◆ Text block:
____
What should we make of the proposals to exempt those companies investing in new oil and gas exploration? There is nothing in the Bill to incentivise investment in renewables. That flies in the face of the Government’s commitment to get to net zero. In fact, it demonstrates once more how quickly they are prepared to U-turn on their promises, making it harder for struggling households to get on top of soaring energy bills now and in future and failing to take serious action on climate change. What is more, where is the programme to transform the pace of home insulation, which is lagging shockingly behind? Where are the planning laws to ensure that we build zero-carbon homes now rather than allowing developers to build homes that will require very costly retrofitting in a few years’ time?

We need bold and swift action to help families with the soaring cost of living and energy prices. The cheapest form of energy is onshore wind. When will the Government drop their effective ban on onshore wind and turbo-charge its revival? That would be the surest way to help struggling households to bring their energy bills down in the near future. The Government, however, can only fire-fight, and they have no vision and no real ambition.
____
◆ Entries shown:
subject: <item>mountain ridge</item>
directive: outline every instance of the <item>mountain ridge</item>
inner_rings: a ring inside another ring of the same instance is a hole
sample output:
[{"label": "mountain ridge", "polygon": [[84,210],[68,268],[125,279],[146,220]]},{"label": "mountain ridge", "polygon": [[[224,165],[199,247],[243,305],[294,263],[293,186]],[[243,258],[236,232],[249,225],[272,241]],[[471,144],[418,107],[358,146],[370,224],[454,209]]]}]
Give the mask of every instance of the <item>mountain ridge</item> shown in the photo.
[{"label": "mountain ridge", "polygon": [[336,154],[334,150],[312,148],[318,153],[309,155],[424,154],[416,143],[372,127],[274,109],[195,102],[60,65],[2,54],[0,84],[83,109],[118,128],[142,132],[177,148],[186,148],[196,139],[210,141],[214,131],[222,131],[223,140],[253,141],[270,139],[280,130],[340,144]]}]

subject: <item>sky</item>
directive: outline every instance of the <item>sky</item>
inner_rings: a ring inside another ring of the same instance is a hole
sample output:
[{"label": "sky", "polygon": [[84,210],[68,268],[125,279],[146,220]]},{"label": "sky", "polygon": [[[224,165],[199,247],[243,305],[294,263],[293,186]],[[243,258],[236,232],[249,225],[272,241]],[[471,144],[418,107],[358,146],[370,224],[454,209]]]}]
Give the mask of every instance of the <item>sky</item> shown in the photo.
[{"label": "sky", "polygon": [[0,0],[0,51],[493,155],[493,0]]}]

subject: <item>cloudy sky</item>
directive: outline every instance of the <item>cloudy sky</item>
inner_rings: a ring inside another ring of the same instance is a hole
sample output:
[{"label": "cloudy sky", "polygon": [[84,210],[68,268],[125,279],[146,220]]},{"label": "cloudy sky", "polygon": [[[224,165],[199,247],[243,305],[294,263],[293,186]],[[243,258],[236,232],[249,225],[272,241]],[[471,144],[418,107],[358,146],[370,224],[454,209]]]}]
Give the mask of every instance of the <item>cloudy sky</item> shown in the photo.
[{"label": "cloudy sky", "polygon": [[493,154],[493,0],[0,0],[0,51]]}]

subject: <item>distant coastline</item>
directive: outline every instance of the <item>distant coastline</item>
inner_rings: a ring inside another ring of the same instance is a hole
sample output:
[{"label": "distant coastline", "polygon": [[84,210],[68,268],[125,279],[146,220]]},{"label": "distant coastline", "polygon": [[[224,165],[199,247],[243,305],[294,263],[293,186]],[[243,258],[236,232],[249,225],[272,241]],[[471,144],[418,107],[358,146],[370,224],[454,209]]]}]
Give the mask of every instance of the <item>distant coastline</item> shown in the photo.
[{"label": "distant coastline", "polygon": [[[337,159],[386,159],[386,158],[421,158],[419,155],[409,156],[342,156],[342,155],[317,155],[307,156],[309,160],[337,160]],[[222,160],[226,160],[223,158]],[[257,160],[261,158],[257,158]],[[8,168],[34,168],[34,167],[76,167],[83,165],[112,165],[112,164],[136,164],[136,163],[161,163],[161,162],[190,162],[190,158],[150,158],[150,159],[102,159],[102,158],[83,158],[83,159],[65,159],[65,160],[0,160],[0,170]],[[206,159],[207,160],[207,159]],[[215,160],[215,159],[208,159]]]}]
____
◆ Exercise: Could you echo the passage on energy bills and climate action word for word, between "What should we" and "few years’ time?", inclusive?

◆ Final answer:
What should we make of the proposals to exempt those companies investing in new oil and gas exploration? There is nothing in the Bill to incentivise investment in renewables. That flies in the face of the Government’s commitment to get to net zero. In fact, it demonstrates once more how quickly they are prepared to U-turn on their promises, making it harder for struggling households to get on top of soaring energy bills now and in future and failing to take serious action on climate change. What is more, where is the programme to transform the pace of home insulation, which is lagging shockingly behind? Where are the planning laws to ensure that we build zero-carbon homes now rather than allowing developers to build homes that will require very costly retrofitting in a few years’ time?